◆ GIVEN TEXT:
__________________________________________________
Innocence Abroad: Chapter 4a

.:INNOCENCE ABROAD:.

CHAPTER 4a


London High: Dodging for Lodgings


Airborne, over arctic seas: September 10, 1990...

 

 

was wide awake at the first hint of dawn. The earthline was sharp against a soft glow that soon turned brilliant scarlet, and as daylight filtered in I could make out a deep blue world, below, of endless sea pocked by specks of pure white. Hundreds of them. Huge floating icebergs, looking insignificant from this altitude.

The rest of that stratospheric morning between worlds was an immersion in formless white haze, opening now and then to a glimpse of countryside that had to be northern Britain; and then, with the quickness of a dream sequence, we were descending. All at once the unmistakable city of London materialized on a steeply banked turn toward Heathrow airport.

There it was: magical London in a panorama below me, going by so swiftly that I didn't dare rest my eyes on a single one of its multitude of spectacles: Westminster Cathedral . . Big Ben . . the river Thames . . the stately, one-of-its-kind, Tower Bridge - architectural Pomp and Circumstance to greet my arrival, as if it had been arranged from on high. Well, it had, of course!

I went with the herd through the airport routine - waiting for baggage, waiting for customs, getting stamped and certified at immigration - wide-eyed like a kid at everything suddenly British all around me: the billboards, the candy racks, the very looks of people . . . but most of all the strangely elegant way that everyone spoke, even toddlers talking to one another. There was a vast unreality to it, as if I had walked right off the plane into a Masterpiece Theater presentation.

Quickly enough, I was done with the formalities and had next to find my way out to a suburb called Eastcote. I knew not enough, yet, to take the underground - the subway system - which would have been the fastest, smoothest way out. Instead, I went for a big red double-decker, nearly getting run over before I reached it. Loaded with baggage, I looked the wrong way at a crossing. It would be weeks before I'd be able to cross a street without a conscious halt to break a lifetime's orientation. And I never would get used to the echo effect at mid-street - the encore 'wrong way' glance to catch traffic coming the other way.
__________________________________________________
◆ REQUIRED WORK:
Reproduce the memoir passage about arriving in London word for word, everything from "London High: Dodging" down to "toward Heathrow airport.". The entries come from a separate source.

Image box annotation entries
__________________________________________________
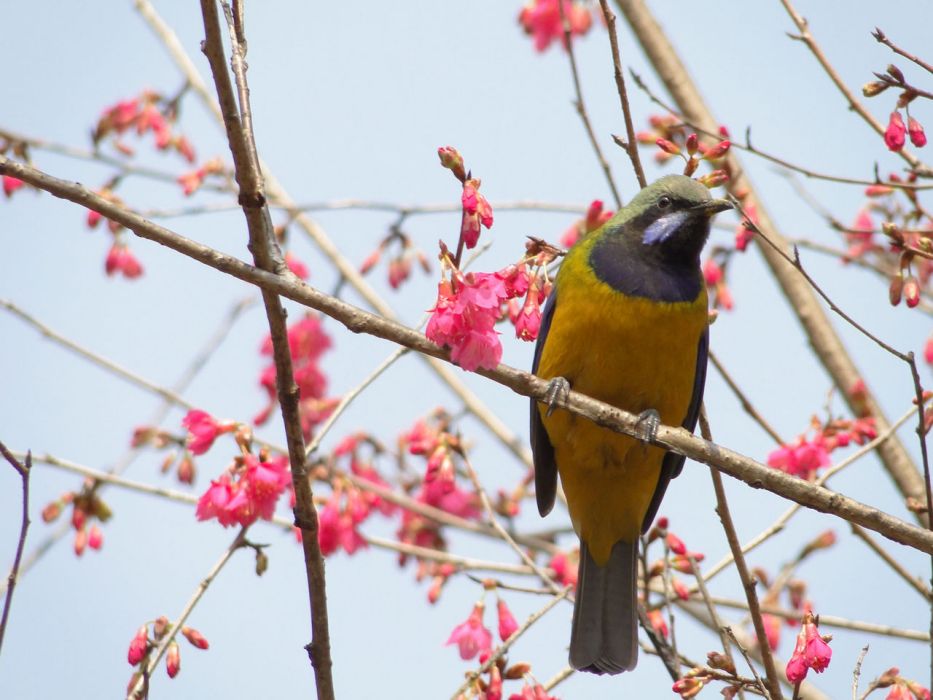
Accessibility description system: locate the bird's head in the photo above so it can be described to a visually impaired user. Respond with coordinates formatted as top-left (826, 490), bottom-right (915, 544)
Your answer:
top-left (624, 175), bottom-right (732, 262)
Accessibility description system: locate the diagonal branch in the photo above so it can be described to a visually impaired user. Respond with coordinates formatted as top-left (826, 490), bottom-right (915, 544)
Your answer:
top-left (201, 0), bottom-right (334, 700)
top-left (616, 0), bottom-right (925, 524)
top-left (0, 442), bottom-right (32, 650)
top-left (0, 156), bottom-right (933, 554)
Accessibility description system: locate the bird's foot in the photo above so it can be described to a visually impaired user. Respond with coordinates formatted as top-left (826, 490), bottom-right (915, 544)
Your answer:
top-left (635, 408), bottom-right (661, 442)
top-left (544, 377), bottom-right (570, 416)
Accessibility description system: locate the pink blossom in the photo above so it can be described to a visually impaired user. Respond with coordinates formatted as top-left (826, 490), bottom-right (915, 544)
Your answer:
top-left (104, 243), bottom-right (143, 279)
top-left (87, 525), bottom-right (104, 550)
top-left (243, 455), bottom-right (292, 520)
top-left (460, 178), bottom-right (492, 248)
top-left (496, 598), bottom-right (518, 642)
top-left (425, 273), bottom-right (508, 371)
top-left (181, 625), bottom-right (210, 649)
top-left (165, 639), bottom-right (181, 678)
top-left (884, 110), bottom-right (907, 151)
top-left (126, 625), bottom-right (149, 666)
top-left (785, 612), bottom-right (833, 684)
top-left (3, 175), bottom-right (26, 197)
top-left (768, 437), bottom-right (830, 479)
top-left (907, 117), bottom-right (927, 148)
top-left (518, 0), bottom-right (593, 51)
top-left (446, 602), bottom-right (492, 660)
top-left (318, 489), bottom-right (367, 556)
top-left (195, 473), bottom-right (235, 527)
top-left (181, 409), bottom-right (223, 455)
__________________________________________________
◆ FULL ANSWER:
London High: Dodging for Lodgings


Airborne, over arctic seas: September 10, 1990...

 

 

was wide awake at the first hint of dawn. The earthline was sharp against a soft glow that soon turned brilliant scarlet, and as daylight filtered in I could make out a deep blue world, below, of endless sea pocked by specks of pure white. Hundreds of them. Huge floating icebergs, looking insignificant from this altitude.

The rest of that stratospheric morning between worlds was an immersion in formless white haze, opening now and then to a glimpse of countryside that had to be northern Britain; and then, with the quickness of a dream sequence, we were descending. All at once the unmistakable city of London materialized on a steeply banked turn toward Heathrow airport.